EXERCISE DATA:
------------------------------------------------------------------------

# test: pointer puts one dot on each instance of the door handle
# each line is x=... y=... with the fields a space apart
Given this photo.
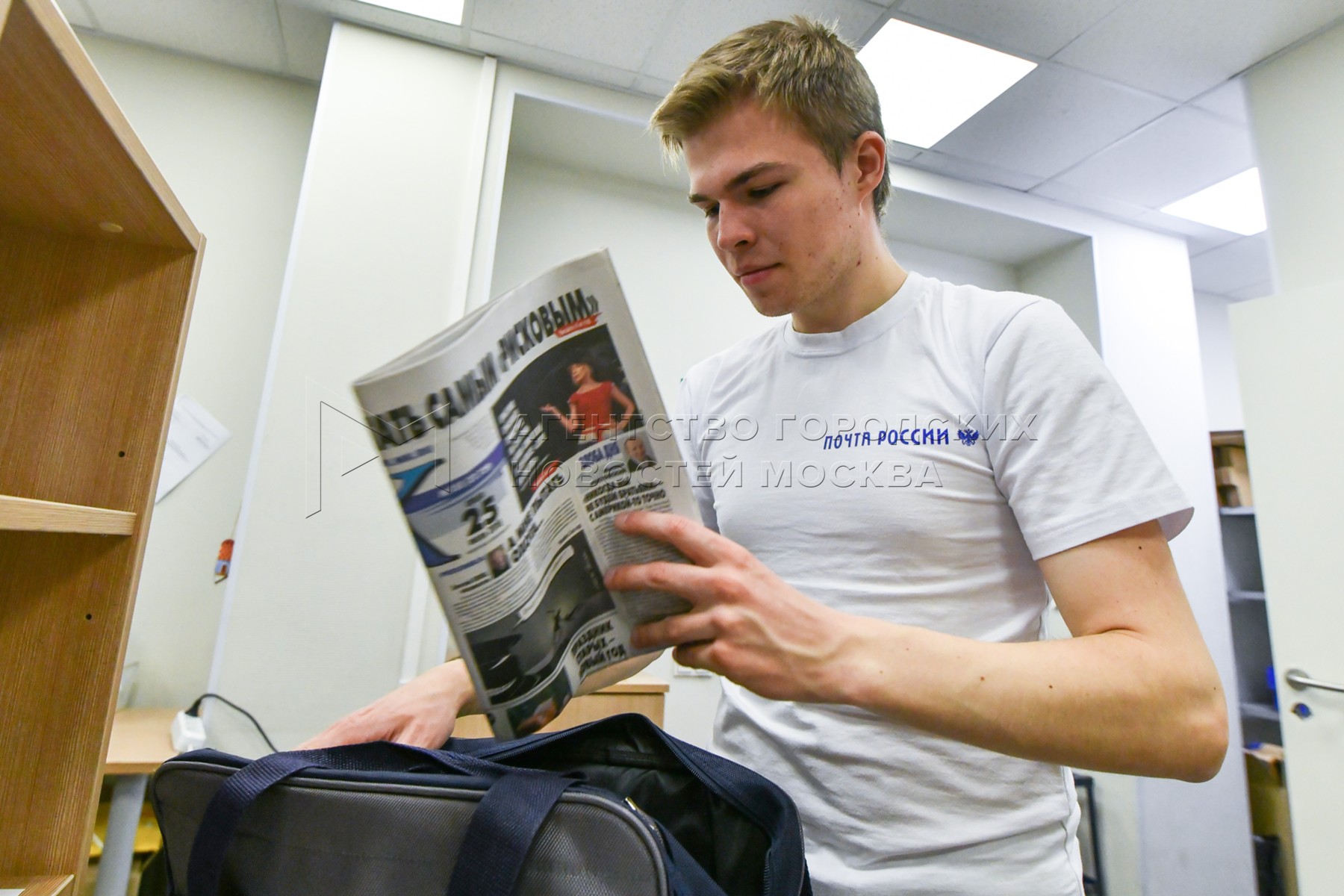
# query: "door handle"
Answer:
x=1298 y=680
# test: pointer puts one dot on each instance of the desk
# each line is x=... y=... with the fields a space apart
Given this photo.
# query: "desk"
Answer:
x=638 y=694
x=140 y=743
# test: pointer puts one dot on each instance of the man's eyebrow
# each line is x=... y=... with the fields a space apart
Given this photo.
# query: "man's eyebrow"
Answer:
x=741 y=179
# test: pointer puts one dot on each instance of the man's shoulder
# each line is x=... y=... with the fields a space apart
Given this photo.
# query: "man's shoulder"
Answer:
x=977 y=307
x=976 y=317
x=735 y=361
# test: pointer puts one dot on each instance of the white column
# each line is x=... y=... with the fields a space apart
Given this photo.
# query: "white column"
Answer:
x=316 y=610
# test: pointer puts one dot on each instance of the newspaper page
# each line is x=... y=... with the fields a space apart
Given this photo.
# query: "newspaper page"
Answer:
x=512 y=441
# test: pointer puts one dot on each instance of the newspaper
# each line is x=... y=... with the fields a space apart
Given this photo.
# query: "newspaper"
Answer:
x=514 y=440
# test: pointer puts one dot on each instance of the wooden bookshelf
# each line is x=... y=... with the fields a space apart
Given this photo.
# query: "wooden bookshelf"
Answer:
x=28 y=514
x=38 y=886
x=99 y=264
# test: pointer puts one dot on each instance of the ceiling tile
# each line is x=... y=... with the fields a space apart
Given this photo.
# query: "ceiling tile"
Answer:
x=898 y=151
x=1199 y=238
x=965 y=230
x=699 y=23
x=385 y=19
x=243 y=33
x=550 y=60
x=1023 y=26
x=611 y=33
x=307 y=33
x=1050 y=120
x=77 y=13
x=1226 y=100
x=1183 y=49
x=652 y=87
x=1083 y=199
x=1177 y=155
x=1234 y=267
x=974 y=171
x=1253 y=290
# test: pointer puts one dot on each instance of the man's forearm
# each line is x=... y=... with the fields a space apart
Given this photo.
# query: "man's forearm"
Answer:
x=1108 y=702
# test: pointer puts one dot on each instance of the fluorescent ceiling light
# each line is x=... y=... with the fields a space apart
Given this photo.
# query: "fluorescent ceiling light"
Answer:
x=1233 y=205
x=449 y=11
x=929 y=82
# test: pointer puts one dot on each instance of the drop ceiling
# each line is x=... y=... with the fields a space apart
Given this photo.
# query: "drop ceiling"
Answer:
x=1133 y=102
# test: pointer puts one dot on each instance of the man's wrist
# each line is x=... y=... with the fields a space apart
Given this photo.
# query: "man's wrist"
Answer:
x=862 y=672
x=458 y=688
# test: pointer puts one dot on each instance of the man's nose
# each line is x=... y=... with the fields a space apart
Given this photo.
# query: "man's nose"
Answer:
x=734 y=230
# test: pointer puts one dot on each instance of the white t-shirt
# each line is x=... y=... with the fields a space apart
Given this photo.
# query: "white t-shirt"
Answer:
x=912 y=467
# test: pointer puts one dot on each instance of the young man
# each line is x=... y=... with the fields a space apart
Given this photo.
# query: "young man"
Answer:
x=873 y=593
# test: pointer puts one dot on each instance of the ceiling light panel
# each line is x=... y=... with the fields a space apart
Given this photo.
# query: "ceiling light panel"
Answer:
x=929 y=82
x=449 y=11
x=1233 y=205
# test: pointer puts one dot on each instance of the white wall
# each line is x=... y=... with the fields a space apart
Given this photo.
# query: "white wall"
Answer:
x=1222 y=393
x=231 y=146
x=316 y=612
x=953 y=267
x=1066 y=276
x=1297 y=121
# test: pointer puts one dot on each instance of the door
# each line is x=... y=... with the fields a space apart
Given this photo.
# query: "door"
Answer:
x=1290 y=370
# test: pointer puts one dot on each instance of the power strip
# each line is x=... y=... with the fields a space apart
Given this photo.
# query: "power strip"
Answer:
x=188 y=732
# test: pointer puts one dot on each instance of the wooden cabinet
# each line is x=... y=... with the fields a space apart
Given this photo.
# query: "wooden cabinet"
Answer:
x=97 y=269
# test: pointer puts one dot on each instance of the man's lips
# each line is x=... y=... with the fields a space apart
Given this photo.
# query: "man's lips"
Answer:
x=753 y=276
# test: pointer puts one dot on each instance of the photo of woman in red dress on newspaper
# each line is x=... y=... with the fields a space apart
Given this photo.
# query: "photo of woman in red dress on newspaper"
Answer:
x=593 y=405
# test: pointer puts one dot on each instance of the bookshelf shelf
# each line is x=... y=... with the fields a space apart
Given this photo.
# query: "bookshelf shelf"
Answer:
x=99 y=265
x=55 y=886
x=28 y=514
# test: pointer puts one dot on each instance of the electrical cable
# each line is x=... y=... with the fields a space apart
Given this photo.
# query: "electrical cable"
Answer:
x=195 y=711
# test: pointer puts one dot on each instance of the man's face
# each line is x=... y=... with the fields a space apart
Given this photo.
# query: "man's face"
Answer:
x=777 y=213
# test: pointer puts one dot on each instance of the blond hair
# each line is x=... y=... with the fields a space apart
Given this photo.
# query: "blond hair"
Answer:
x=800 y=67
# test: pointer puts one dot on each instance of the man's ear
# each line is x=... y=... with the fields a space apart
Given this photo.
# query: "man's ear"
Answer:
x=868 y=158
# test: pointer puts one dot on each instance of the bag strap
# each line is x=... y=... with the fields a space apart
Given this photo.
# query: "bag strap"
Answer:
x=225 y=810
x=242 y=788
x=761 y=798
x=490 y=860
x=687 y=877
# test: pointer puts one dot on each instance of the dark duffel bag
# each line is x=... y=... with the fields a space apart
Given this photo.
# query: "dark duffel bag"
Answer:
x=615 y=808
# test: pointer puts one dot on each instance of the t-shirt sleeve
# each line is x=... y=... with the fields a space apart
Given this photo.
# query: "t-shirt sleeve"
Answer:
x=1070 y=455
x=685 y=426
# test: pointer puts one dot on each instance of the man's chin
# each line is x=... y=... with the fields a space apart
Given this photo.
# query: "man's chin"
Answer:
x=771 y=305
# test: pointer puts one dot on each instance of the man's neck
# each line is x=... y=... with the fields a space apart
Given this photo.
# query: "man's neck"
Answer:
x=874 y=280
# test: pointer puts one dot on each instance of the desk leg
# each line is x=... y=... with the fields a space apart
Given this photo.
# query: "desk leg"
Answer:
x=128 y=795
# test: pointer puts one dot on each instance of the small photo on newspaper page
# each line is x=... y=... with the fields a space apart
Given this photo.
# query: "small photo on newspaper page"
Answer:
x=512 y=441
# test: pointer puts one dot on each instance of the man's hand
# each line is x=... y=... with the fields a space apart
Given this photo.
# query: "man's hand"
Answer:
x=421 y=712
x=745 y=622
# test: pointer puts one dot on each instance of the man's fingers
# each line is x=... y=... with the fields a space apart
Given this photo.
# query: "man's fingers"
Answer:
x=698 y=543
x=675 y=630
x=697 y=656
x=685 y=579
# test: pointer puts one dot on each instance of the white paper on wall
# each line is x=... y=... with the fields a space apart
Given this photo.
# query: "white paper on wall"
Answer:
x=193 y=437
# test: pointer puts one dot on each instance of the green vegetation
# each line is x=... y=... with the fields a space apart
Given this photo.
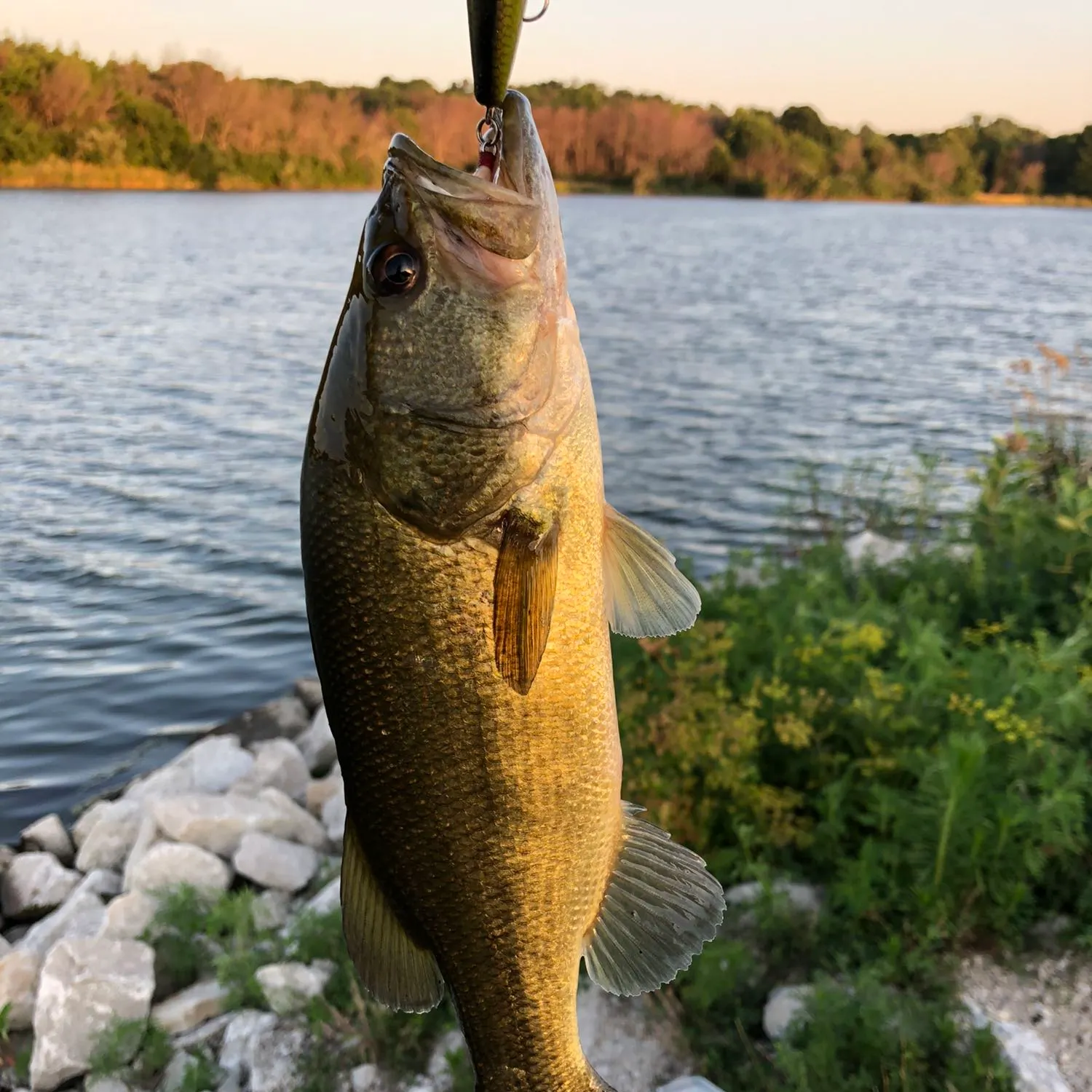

------------------------------------------------------------------------

What is the number of lines in the data above that contain the word "wall"? Report the figure only.

RESULT OF THIS TASK:
4